Task description:
Print the data exactly as it is given, please.

Provided data:
(begin)

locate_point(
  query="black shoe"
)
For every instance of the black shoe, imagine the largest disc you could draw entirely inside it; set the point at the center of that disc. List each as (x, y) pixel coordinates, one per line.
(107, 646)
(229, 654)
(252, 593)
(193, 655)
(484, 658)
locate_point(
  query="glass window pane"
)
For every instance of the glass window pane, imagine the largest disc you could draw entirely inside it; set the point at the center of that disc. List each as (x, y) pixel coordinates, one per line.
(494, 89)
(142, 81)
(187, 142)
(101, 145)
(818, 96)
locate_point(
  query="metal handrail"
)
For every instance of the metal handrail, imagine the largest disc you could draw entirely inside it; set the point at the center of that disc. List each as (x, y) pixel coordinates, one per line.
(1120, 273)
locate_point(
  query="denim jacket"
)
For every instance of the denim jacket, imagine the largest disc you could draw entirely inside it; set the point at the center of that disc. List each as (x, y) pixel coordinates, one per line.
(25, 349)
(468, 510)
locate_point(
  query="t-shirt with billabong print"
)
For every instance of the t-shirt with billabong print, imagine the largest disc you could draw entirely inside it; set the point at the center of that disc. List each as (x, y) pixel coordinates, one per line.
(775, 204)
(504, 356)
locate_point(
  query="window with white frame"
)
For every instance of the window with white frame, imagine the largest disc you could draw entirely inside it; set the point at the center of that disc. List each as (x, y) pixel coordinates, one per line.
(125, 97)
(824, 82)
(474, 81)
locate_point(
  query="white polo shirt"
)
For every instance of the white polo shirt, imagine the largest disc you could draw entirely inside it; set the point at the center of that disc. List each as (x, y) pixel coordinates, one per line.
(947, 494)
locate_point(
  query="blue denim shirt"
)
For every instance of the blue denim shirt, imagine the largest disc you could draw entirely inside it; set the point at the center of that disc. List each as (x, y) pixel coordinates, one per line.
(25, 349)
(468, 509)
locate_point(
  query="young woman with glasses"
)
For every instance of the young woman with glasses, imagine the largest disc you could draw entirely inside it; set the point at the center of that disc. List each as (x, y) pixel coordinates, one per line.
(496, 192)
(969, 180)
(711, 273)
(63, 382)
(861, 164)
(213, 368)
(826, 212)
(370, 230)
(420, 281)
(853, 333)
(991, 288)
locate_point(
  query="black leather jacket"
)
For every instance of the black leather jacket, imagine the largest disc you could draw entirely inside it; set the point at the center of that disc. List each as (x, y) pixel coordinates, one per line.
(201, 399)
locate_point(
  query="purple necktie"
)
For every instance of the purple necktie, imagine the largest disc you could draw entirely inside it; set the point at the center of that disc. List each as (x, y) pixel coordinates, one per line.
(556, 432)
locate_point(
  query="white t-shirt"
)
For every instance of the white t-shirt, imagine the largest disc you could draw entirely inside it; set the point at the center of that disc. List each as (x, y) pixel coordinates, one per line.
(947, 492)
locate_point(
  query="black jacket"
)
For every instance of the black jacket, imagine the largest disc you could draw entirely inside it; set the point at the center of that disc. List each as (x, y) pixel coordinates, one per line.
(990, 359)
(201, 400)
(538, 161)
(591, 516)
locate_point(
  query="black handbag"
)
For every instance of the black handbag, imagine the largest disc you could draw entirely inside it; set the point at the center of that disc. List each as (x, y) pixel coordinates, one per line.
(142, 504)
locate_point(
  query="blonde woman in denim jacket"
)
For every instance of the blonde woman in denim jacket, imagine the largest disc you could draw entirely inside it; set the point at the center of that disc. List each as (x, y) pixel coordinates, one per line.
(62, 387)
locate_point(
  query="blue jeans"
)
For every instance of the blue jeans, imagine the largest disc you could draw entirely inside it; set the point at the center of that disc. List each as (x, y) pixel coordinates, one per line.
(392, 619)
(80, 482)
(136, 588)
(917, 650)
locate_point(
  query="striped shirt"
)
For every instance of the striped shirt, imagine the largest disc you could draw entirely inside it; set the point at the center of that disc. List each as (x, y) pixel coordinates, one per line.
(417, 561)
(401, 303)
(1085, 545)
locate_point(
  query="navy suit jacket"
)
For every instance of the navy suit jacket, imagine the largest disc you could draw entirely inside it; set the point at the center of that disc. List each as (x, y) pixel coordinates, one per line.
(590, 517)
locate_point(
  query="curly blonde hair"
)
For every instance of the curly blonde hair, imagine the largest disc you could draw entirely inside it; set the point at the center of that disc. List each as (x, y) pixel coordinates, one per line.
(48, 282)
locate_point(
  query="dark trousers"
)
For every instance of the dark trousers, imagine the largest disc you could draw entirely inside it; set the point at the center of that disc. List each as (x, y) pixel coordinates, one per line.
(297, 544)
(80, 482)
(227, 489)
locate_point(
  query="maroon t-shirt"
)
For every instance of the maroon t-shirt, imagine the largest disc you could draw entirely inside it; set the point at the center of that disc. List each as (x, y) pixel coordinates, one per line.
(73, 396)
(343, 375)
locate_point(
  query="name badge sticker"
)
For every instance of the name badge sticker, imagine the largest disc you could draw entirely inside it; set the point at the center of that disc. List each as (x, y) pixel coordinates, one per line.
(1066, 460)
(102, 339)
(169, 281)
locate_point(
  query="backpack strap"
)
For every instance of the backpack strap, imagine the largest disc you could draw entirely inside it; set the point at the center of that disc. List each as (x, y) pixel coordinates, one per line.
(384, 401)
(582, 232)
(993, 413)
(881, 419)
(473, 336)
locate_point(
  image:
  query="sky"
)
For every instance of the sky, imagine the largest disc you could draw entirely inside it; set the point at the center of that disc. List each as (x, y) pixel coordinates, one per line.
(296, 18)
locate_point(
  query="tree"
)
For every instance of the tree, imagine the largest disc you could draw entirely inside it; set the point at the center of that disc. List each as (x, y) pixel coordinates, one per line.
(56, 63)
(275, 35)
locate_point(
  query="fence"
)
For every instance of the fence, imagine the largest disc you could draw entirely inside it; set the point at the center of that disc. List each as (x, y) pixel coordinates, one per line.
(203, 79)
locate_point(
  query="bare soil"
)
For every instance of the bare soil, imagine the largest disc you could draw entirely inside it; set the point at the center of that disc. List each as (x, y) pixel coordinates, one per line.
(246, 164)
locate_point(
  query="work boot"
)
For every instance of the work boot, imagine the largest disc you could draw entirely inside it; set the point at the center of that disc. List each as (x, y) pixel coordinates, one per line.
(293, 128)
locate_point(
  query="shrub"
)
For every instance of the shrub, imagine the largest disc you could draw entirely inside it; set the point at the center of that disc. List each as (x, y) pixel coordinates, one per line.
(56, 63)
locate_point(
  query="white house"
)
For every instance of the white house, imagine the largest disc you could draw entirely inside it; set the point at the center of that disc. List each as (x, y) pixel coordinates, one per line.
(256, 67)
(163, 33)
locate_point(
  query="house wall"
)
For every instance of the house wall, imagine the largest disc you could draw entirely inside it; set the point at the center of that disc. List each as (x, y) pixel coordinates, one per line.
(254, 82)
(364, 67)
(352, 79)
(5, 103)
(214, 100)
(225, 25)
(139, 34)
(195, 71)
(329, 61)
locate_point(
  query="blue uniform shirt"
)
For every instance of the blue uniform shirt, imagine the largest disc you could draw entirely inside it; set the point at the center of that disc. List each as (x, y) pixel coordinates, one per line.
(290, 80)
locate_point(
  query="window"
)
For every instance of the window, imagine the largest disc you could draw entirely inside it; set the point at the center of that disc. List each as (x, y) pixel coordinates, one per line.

(end)

Task result:
locate_point(
  query="black shoe"
)
For every instance of the black shoe, imagine the largest disc you could draw entirely inside it; set the point at the center of that disc. List each as (x, y) pixel coordinates, one per line.
(107, 646)
(229, 654)
(252, 593)
(193, 655)
(484, 658)
locate_point(
  query="glass window pane"
)
For every instance of the glass window pane, imagine the largest disc you could draw entirely inside it; set the point at the center of that disc. List each as (x, y) pixel coordinates, one per line.
(494, 89)
(142, 81)
(187, 142)
(101, 145)
(818, 96)
locate_point(
  query="metal handrail"
)
For every instance of the metal handrail, imagine the largest disc you could draw entirely inside it; set the point at the center of that disc. List each as (x, y) pixel coordinates, one per line.
(1120, 273)
locate_point(
  query="denim jacket"
)
For every instance of the denim jacket, imagine the largest disc you could draw entirely inside it; set the point at the center of that disc. List each as (x, y) pixel coordinates, one per line.
(25, 349)
(468, 510)
locate_point(
  query="t-shirt with billabong print"
)
For every instance of the t-shirt with billabong print, imagine the largest disc you could draw entirely inside it; set the point at the center of that disc. List each as (x, y) pixel coordinates, one per line.
(775, 204)
(504, 356)
locate_point(
  query="window with white frame"
)
For every instance of the window with white frame, imagine the largest disc you could draw entirely inside it; set the point at the center of that disc. List each as (x, y) pixel coordinates, one per line.
(125, 97)
(824, 82)
(474, 81)
locate_point(
  query="white polo shirt"
)
For every instance of the white polo shirt, imagine the largest disc you could draw entirely inside it; set the point at the center of that disc. List each as (x, y) pixel coordinates, one per line.
(947, 494)
locate_point(
  query="blue denim shirt"
)
For every instance of the blue denim shirt, imagine the largest disc you could draw entirely inside it; set the point at the center of that disc. List each as (x, y) pixel coordinates, one per line.
(25, 349)
(468, 509)
locate_point(
  query="young woman with glasses"
)
For every instance of the young woman with glasses, imagine the largest disc you could draw entirely inside it; set the point at the center of that disc. List each as (x, y) pixel coordinates, one per line.
(496, 192)
(969, 180)
(711, 273)
(63, 382)
(861, 164)
(213, 368)
(826, 212)
(370, 230)
(420, 281)
(853, 333)
(991, 288)
locate_point(
  query="black leather jacket"
)
For every instance of the black leather jacket, imagine the largest disc you could draw entirely inside it; set the point at the center of that disc. List each as (x, y) pixel coordinates, one per line.
(201, 399)
locate_point(
  query="purple necktie"
)
For every instance of the purple necktie, imagine the largest disc you could draw entirely inside it; set the point at the center of that disc. List each as (x, y) pixel coordinates, one per line.
(556, 432)
locate_point(
  query="white t-shirt"
)
For every instance of the white t-shirt, imagine the largest disc you could draw entirely inside it; set the point at the center of that disc. List each as (x, y) pixel coordinates, one per line.
(947, 492)
locate_point(
  query="black jacket"
)
For every instance of the black jacket, imagine the largest disc you could draw entirely inside it; set the point at the center of that disc. List each as (x, y) pixel coordinates, one per line.
(990, 359)
(201, 400)
(538, 161)
(591, 516)
locate_point(
  query="black handbag"
)
For every instance of the black handbag, imagine the largest disc you could draw entirely inside it; set the point at the center of that disc. List each as (x, y) pixel coordinates, one per line.
(142, 504)
locate_point(
  query="blonde woman in denim jacket"
)
For every instance of the blonde woman in denim jacket, imagine the largest disc you could draw entirely inside it; set the point at the center of that disc. List each as (x, y) pixel coordinates, one per line.
(62, 387)
locate_point(
  query="blue jeans"
)
For every instance of the blue jeans, imagine the largest disc you could draw entirely inside it; set the point at the center of that disc. List each as (x, y) pixel coordinates, one per line.
(392, 619)
(80, 482)
(136, 588)
(917, 650)
locate_point(
  query="striped shirt"
)
For every instance of the striped shirt, imagine the largest disc you could draw entirely inside it; set the point at the center of that disc. List each as (x, y) pixel coordinates, one per line.
(417, 561)
(401, 303)
(1085, 545)
locate_point(
  query="navy suit jacket"
)
For every instance of the navy suit jacket, imagine the largest disc you could draw entirely inside it; set the point at the center of that disc. List each as (x, y) pixel coordinates, one per line.
(590, 517)
locate_point(
  query="curly blonde hair"
)
For every instance of the curly blonde hair, imagine the largest disc you could draw entirely inside it; set the point at the center of that disc. List each as (x, y) pixel coordinates, one per line.
(48, 282)
locate_point(
  query="dark trousers"
)
For every instance of the dark trousers, imagine the largest disc you could draw entirely inside it; set the point at the center of that disc. List each as (x, y) pixel coordinates, one per line.
(297, 544)
(80, 482)
(227, 489)
locate_point(
  query="maroon t-shirt"
)
For every instance of the maroon t-shirt, imagine the largest disc you could draw entirely inside it; set the point at the center of that disc. List each as (x, y) pixel coordinates, one per line.
(73, 396)
(343, 375)
locate_point(
  query="name badge sticker"
)
For every instance of the name badge sticker, imagine the largest disc you could draw entirely inside it; set the point at the center of that disc. List each as (x, y) pixel coordinates, one per line.
(1066, 460)
(102, 339)
(169, 281)
locate_point(
  query="backpack strap"
)
For every instance of the backpack strap, imagine the largest disc you could draw entirely inside it; set the point at the center of that disc. List each as (x, y) pixel coordinates, one per line.
(384, 401)
(582, 232)
(993, 413)
(881, 419)
(473, 336)
locate_point(
  image:
  query="sky"
)
For every instance of the sky, imagine the largest disc you could draw entirely inside it; set the point at the center of that disc. List each as (x, y) pixel coordinates, one per line.
(296, 18)
locate_point(
  query="tree"
)
For every instance of the tree, imagine the largest disc you could draw entirely inside it; set the point at the center of that disc. List each as (x, y) pixel coordinates, one per line.
(56, 63)
(275, 35)
locate_point(
  query="fence"
)
For every instance of the fence, imagine the largest disc you could draw entirely inside it; set the point at the center of that disc. List each as (x, y) pixel coordinates, one per line.
(203, 79)
locate_point(
  query="bare soil"
)
For every instance of the bare soil, imagine the largest disc you could draw entirely inside it; set the point at the center of that disc. List each as (x, y) pixel coordinates, one per line.
(246, 164)
locate_point(
  query="work boot"
)
For every instance of the work boot, imagine the largest disc you could draw entirely inside it; set the point at the center of that disc. List each as (x, y) pixel coordinates, one per line.
(293, 128)
locate_point(
  query="shrub"
)
For every instance of the shrub, imagine the largest disc you could draw entirely inside it; set the point at the center of that disc. List each as (x, y) pixel coordinates, one per line.
(56, 63)
locate_point(
  query="white house"
)
For every instance of the white house, imagine the largest disc you could draw entirely inside it; set the point at the center of that disc. List each as (x, y) pixel coordinates, one per line.
(256, 67)
(163, 33)
locate_point(
  query="house wall"
)
For every instance of the house wall, imagine the largest disc you could draw entirely inside it; set the point at the center of that disc. List each as (x, y) pixel coordinates, one per line.
(254, 82)
(364, 67)
(352, 79)
(5, 103)
(214, 100)
(225, 25)
(139, 34)
(195, 71)
(329, 61)
locate_point(
  query="blue uniform shirt"
)
For every instance of the blue uniform shirt, imagine the largest disc you could draw entirely inside it; set the point at the center of that disc. List each as (x, y) pixel coordinates, one per line.
(290, 80)
locate_point(
  query="window"
)
For every instance of the window, imagine the largest disc you could draw entirely inside it; set the point at the center of that disc. List each as (x, y) pixel coordinates, one per line.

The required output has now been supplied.